[Dataset entries]
· · ·

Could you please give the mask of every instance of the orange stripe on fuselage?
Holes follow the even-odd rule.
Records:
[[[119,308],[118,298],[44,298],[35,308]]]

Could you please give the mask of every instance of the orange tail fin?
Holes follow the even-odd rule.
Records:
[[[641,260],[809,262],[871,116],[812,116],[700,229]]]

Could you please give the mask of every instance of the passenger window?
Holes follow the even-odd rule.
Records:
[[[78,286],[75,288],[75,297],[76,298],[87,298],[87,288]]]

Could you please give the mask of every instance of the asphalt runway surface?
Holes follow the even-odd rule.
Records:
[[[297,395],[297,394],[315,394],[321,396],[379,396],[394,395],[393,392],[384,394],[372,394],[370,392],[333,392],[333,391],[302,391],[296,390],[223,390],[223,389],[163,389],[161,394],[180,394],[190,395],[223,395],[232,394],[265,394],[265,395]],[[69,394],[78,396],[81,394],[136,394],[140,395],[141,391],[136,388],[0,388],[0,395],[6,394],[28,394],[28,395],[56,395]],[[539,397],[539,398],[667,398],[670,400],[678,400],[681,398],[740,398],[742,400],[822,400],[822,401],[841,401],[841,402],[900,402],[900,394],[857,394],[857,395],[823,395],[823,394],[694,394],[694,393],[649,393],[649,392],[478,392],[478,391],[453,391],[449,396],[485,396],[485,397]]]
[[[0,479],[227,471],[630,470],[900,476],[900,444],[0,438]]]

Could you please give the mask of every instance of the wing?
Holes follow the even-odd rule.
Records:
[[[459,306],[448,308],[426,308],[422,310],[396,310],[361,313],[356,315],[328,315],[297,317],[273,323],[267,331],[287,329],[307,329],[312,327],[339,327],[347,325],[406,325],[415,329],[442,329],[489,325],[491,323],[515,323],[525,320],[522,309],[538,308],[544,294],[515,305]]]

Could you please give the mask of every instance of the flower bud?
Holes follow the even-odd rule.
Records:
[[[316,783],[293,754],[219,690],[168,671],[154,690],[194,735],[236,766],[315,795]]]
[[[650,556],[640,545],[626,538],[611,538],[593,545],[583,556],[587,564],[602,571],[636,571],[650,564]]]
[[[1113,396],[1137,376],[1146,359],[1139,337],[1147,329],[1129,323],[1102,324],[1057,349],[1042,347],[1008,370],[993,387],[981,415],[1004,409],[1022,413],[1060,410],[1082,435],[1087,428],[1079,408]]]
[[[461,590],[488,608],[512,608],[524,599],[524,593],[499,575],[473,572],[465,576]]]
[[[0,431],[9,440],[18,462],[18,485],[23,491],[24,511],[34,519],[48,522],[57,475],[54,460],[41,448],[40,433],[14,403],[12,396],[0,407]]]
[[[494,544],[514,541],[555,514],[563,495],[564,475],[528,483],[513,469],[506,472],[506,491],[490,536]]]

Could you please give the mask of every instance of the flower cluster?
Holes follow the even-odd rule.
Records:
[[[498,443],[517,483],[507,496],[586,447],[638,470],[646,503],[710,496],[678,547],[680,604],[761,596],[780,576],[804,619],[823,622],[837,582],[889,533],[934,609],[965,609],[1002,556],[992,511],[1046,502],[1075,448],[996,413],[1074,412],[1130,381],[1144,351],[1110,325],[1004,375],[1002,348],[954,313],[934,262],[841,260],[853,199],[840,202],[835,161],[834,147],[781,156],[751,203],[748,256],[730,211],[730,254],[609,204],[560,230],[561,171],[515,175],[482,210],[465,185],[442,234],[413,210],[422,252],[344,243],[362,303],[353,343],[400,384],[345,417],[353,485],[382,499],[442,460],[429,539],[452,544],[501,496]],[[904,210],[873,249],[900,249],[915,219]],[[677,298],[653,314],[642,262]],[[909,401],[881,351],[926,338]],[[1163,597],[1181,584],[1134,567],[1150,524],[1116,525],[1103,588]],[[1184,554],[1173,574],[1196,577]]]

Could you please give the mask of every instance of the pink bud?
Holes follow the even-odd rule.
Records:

· · ·

### ABOUT THIS EXERCISE
Copy the entries above exactly. Miss none of them.

### RESULT FOR THIS TASK
Could you please give the mask of every instance of the orange stripe on fuselage?
Holes follow the even-odd rule.
Records:
[[[119,308],[118,298],[44,298],[35,308]]]

Could you please give the mask of every instance of the orange tail fin?
Holes follow the even-odd rule.
Records:
[[[641,260],[809,262],[871,116],[812,116],[700,229]]]

Could you please give the mask of every instance of the passenger window?
Holes follow the even-odd rule.
Records:
[[[78,286],[75,288],[75,297],[76,298],[87,298],[87,288]]]

Could you please give the mask of every instance of the asphalt runway surface?
Holes follow the even-odd rule.
Records:
[[[297,395],[297,394],[315,394],[321,396],[379,396],[394,395],[393,392],[384,394],[372,394],[370,392],[333,392],[333,391],[302,391],[296,390],[223,390],[223,389],[163,389],[161,394],[180,394],[190,395],[223,395],[232,394],[265,394],[265,395]],[[69,394],[78,396],[81,394],[136,394],[140,395],[141,391],[136,388],[0,388],[0,395],[6,394],[28,394],[28,395],[56,395]],[[539,397],[539,398],[667,398],[670,400],[678,400],[681,398],[740,398],[742,400],[822,400],[822,401],[841,401],[841,402],[900,402],[900,394],[857,394],[857,395],[823,395],[823,394],[694,394],[694,393],[649,393],[649,392],[478,392],[478,391],[453,391],[449,396],[485,396],[485,397]]]
[[[0,479],[227,471],[630,470],[900,476],[900,444],[0,438]]]

Could you please give the mask of every instance of the wing?
Holes follow the even-odd rule.
Records:
[[[459,306],[448,308],[426,308],[422,310],[396,310],[361,313],[356,315],[328,315],[297,317],[273,323],[267,331],[287,329],[307,329],[312,327],[339,327],[347,325],[406,325],[415,329],[442,329],[489,325],[491,323],[515,323],[525,320],[522,309],[538,308],[544,294],[515,305]]]

Could you please give the mask of every instance of the flower bud?
Holes follow the even-odd rule.
Records:
[[[316,783],[293,754],[219,690],[168,671],[154,690],[194,735],[236,766],[315,795]]]
[[[650,556],[640,545],[626,538],[611,538],[593,545],[583,556],[587,564],[602,571],[636,571],[650,564]]]
[[[1113,396],[1137,376],[1146,359],[1139,337],[1147,329],[1129,323],[1102,324],[1057,349],[1042,347],[1008,370],[993,387],[981,415],[1004,409],[1022,413],[1060,410],[1082,435],[1087,428],[1079,408]]]
[[[461,590],[488,608],[512,608],[524,599],[524,593],[499,575],[473,572],[465,576]]]
[[[0,431],[9,440],[18,462],[18,485],[23,491],[24,511],[34,519],[48,522],[57,475],[54,460],[41,448],[40,433],[14,403],[12,396],[0,407]]]
[[[494,544],[514,541],[555,514],[563,495],[564,475],[528,483],[513,469],[506,472],[506,491],[490,536]]]

Could you please give the mask of every instance of the flower cluster?
Holes follow the even-odd rule.
Records:
[[[498,443],[517,483],[507,496],[586,447],[638,470],[646,503],[710,496],[678,547],[680,604],[761,596],[780,576],[804,619],[823,622],[837,582],[889,533],[934,609],[965,609],[1002,556],[992,511],[1046,502],[1075,448],[996,413],[1074,412],[1130,381],[1144,351],[1110,325],[1004,375],[1002,348],[954,313],[934,262],[841,260],[853,199],[840,202],[835,161],[834,147],[781,156],[751,203],[748,256],[730,211],[730,254],[609,204],[560,230],[561,171],[515,175],[482,210],[465,185],[442,234],[413,210],[422,252],[344,243],[362,303],[353,343],[400,384],[345,417],[353,485],[382,499],[442,460],[429,539],[452,544],[501,496]],[[904,210],[873,249],[900,249],[915,219]],[[677,298],[653,314],[642,262]],[[909,401],[881,351],[926,338]],[[1163,597],[1181,584],[1134,567],[1150,524],[1116,525],[1103,588]],[[1184,554],[1173,574],[1196,577]]]

Could you please give the mask of every instance of the pink bud?
Holes follow the even-odd rule.
Records:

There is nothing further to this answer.